Estratto:
---+---
L’incontro tra socio donatore e socio dirigente sottende complessi processi relazionali e di gestione delle attese e delle aspettative reciproche che richiama alcune questioni fondamentali:
In che modo si pone il socio dirigente rispetto agli altri soci donatori?
Quali canali di comunicazione vengono attivati?
Come vive il socio donatore la relazione con il dirigente?
In quali forme si mantiene vivo il senso di partecipazione ad un agire comune?

LE VOCI DAL CAMPO

Il rapporto con i dirigenti non esiste, non so neanche chi siano sinceramente.
La cosa che legittima ancora di più il concetto che donare sia una pura e semplice iniziativa personale è il fatto che quando inizi a donare, alla tua azione non viene dato risalto: io mi ricordo la prima volta che sono venuto qua, ero contento di aver donato, ma ero anche un po’ deluso perché come ero entrato uscivo.

Io un problema che sento tanto è la scarsa capacità di far partecipare tutti i soci: all’assemblea comunale difficilmente partecipano tutti i donatori perché non si sentono associati, entrano in Avis per donare e basta. Ci sono invece dei momenti in cui è richiesto al donatore di esprimersi. E solo l’espressione della sua volontà porta ad una gestione davvero democratica dell’associazione.
Altrimenti si finisce per essere sempre i soliti dieci, che parlano tra di loro, decidendo in gruppo ristretto chi fa il segretario. Quando poi finiscono i due mandati e non si può più essere presidente, si rimescolano le carte, ma le persone sono sempre le stesse.
Avis alla base è molto varia: i donatori presentano una diversità, una ricchezza e una varietà straordinaria, mentre spesso in altre associazioni i soci sono un po’ più omogenei. Il peccato però è che questa diversità non arriva e non viene mantenuta a livello dirigenziale.

LE DIMENSIONI IN GIOCO

Consapevolezza Una questione di conoscenza reciproca

"Secondo me la dirigenza in Avis ha il ruolo di gestire aspetti meramente organizzativi e pratici, per così dire ‘aziendali’ e di processo della struttura. Non c’è una particolare attenzione nei confronti del donatore se non con dei messaggi ‘istituzionali’. Non si percepisce un’attività strutturata in questo senso. Magari perché esistono poche risorse umane ed economiche e quindi i dirigenti si concentrano su quelle che sono fondamentalmente le attività utili a mantenere in piedi l’associazione".
---+---
Cosa occorre:
Per favore, indica in una frase perché, secondo l'estratto, all'assemblea comunale difficilmente partecipano tutti i donatori. Le righe sono materiale a sé, separato dall'estratto.

Righe del dataset:
---+---
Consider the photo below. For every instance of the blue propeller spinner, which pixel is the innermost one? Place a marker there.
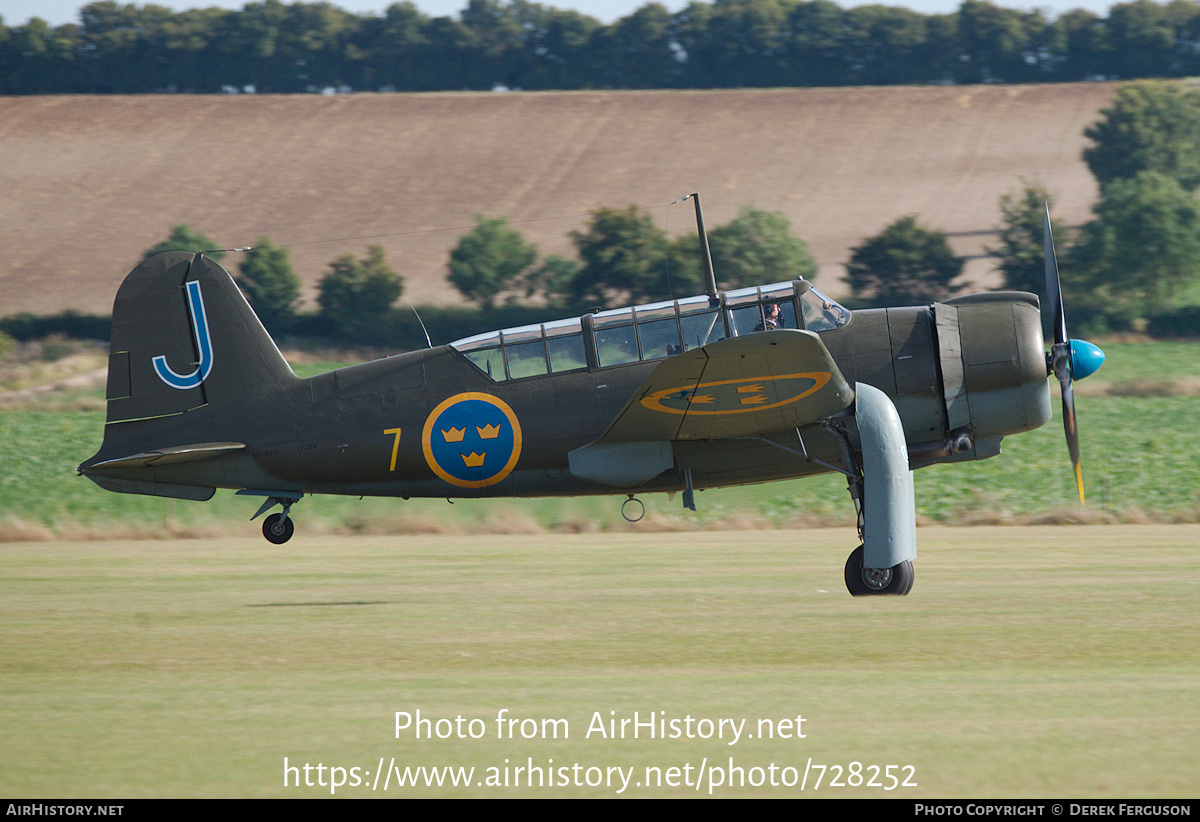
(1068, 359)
---+---
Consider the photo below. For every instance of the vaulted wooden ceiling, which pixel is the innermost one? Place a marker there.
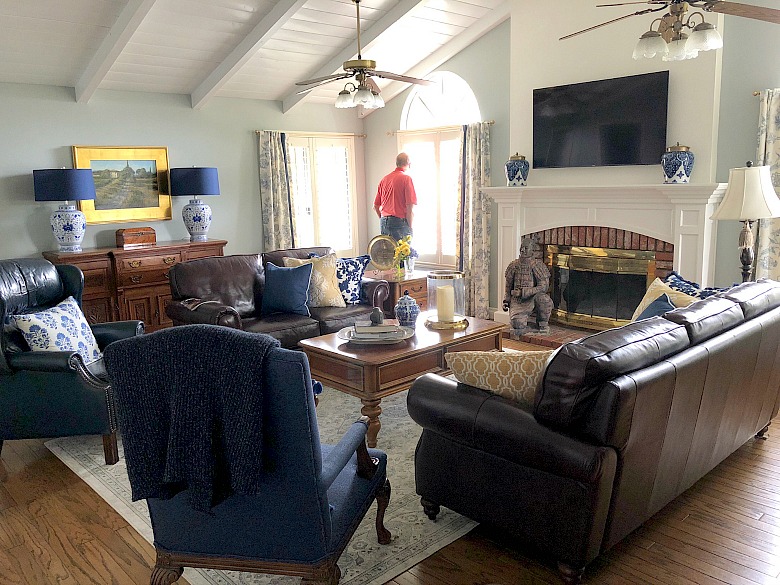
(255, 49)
---+---
Risposta:
Perché non si sentono associati: entrano in Avis per donare e basta.